- PAGE:
** BEGIN **
From f58675bfb36b67cdbca4d2356a2f580e7a706ec3 Mon Sep 17 00:00:00 2001
From: TianyuLi0 <116711075+TianyuLi0@users.noreply.github.com>
Date: Tue, 26 Aug 2025 22:09:17 +0800
Subject: [PATCH] [CPU] add cpu fused moe pytorch native implementation
 (#23146)

Signed-off-by: Tianyu Li <tianyu.li@arm.com>
Co-authored-by: Li, Jiang <jiang1.li@intel.com>
---
 .../layers/fused_moe/cpu_fused_moe.py         | 286 +++++++++++-------
 vllm/model_executor/layers/fused_moe/layer.py |   4 +-
 2 files changed, 180 insertions(+), 110 deletions(-)

diff --git a/vllm/model_executor/layers/fused_moe/cpu_fused_moe.py b/vllm/model_executor/layers/fused_moe/cpu_fused_moe.py
index e67ff66882102..769a04b7de89d 100644
--- a/vllm/model_executor/layers/fused_moe/cpu_fused_moe.py
+++ b/vllm/model_executor/layers/fused_moe/cpu_fused_moe.py
@@ -3,10 +3,110 @@
 from typing import Callable, Optional
 
 import torch
+from torch.nn import functional as F
 
 from vllm import envs
 
 
+def silu_and_mul(x: torch.Tensor) -> torch.Tensor:
+    d = x.shape[-1] // 2
+    return F.silu(x[..., :d]) * x[..., d:]
+
+
+def grouped_topk(
+    hidden_states: torch.Tensor,
+    gating_output: torch.Tensor,
+    topk: int,
+    renormalize: bool,
+    num_expert_group: int = 0,
+    topk_group: int = 0,
+    scoring_func: str = "softmax",
+    e_score_correction_bias: Optional[torch.Tensor] = None
+) -> tuple[torch.Tensor, torch.Tensor]:
+    assert hidden_states.shape[0] == gating_output.shape[0], (
+        "Number of tokens mismatch")
+
+    gating_output = gating_output.float()
+    if scoring_func == "softmax":
+        scores = torch.softmax(gating_output, dim=-1)
+    elif scoring_func == "sigmoid":
+        scores = gating_output.sigmoid()
+    else:
+        raise ValueError(f"Unsupported scoring function: {scoring_func}")
+
+    num_token = scores.shape[0]
+    if e_score_correction_bias is not None:
+        original_scores = scores
+        scores = scores + e_score_correction_bias.unsqueeze(0)
+        group_scores = (scores.view(num_token, num_expert_group,
+                                    -1).topk(2, dim=-1)[0].sum(dim=-1))
+    else:
+        group_scores = scores.view(num_token, num_expert_group,
+                                   -1).max(dim=-1).values  # [n, n_group]
+    group_idx = torch.topk(group_scores, k=topk_group, dim=-1,
+                           sorted=False)[1]  # [n, top_k_group]
+    group_mask = torch.zeros_like(group_scores)  # [n, n_group]
+    group_mask.scatter_(1, group_idx, 1)  # [n, n_group]
+    score_mask = group_mask.unsqueeze(-1).expand(
+        num_token, num_expert_group,
+        scores.shape[-1] // num_expert_group).reshape(num_token, -1)  # [n, e]
+    tmp_scores = scores.masked_fill(~score_mask.bool(),
+                                    float("-inf"))  # [n, e]
+
+    if e_score_correction_bias is not None:
+        topk_ids = torch.topk(tmp_scores, k=topk, dim=-1, sorted=False)[1]
+        topk_weights = original_scores.gather(1, topk_ids)
** END **
- DATA EXCERPTS:
** BEGIN **
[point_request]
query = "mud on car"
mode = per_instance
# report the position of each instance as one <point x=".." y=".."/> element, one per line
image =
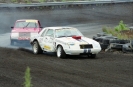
<point x="23" y="30"/>
<point x="64" y="41"/>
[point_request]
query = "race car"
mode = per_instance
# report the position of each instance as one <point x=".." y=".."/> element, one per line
<point x="64" y="41"/>
<point x="23" y="30"/>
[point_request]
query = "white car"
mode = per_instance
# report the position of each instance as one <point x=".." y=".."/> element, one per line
<point x="64" y="41"/>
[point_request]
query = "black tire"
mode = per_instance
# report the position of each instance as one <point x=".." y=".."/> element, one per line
<point x="92" y="55"/>
<point x="36" y="48"/>
<point x="60" y="52"/>
<point x="12" y="42"/>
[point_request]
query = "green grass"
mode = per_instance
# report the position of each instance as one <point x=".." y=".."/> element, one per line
<point x="27" y="77"/>
<point x="116" y="31"/>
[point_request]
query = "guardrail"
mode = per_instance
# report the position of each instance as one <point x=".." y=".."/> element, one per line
<point x="68" y="4"/>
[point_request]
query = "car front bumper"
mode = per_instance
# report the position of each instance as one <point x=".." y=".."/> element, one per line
<point x="82" y="51"/>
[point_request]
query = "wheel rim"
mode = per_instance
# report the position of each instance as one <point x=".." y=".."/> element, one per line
<point x="35" y="48"/>
<point x="59" y="52"/>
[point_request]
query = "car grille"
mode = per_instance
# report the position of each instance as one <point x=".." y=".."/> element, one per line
<point x="24" y="34"/>
<point x="86" y="46"/>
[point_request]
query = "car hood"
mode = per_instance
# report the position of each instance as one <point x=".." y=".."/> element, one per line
<point x="15" y="30"/>
<point x="83" y="40"/>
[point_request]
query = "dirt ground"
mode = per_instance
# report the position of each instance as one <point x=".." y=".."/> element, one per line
<point x="107" y="70"/>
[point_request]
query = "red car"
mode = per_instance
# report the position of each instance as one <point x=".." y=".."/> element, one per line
<point x="23" y="30"/>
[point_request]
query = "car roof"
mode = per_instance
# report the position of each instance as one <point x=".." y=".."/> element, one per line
** END **
- DIRECTIONS:
In the patch, which two scoring functions does grouped_topk accept without raising an error? The listing has nothing to do with the patch.

- RESULT FOR THIS EXERCISE:
Softmax and sigmoid.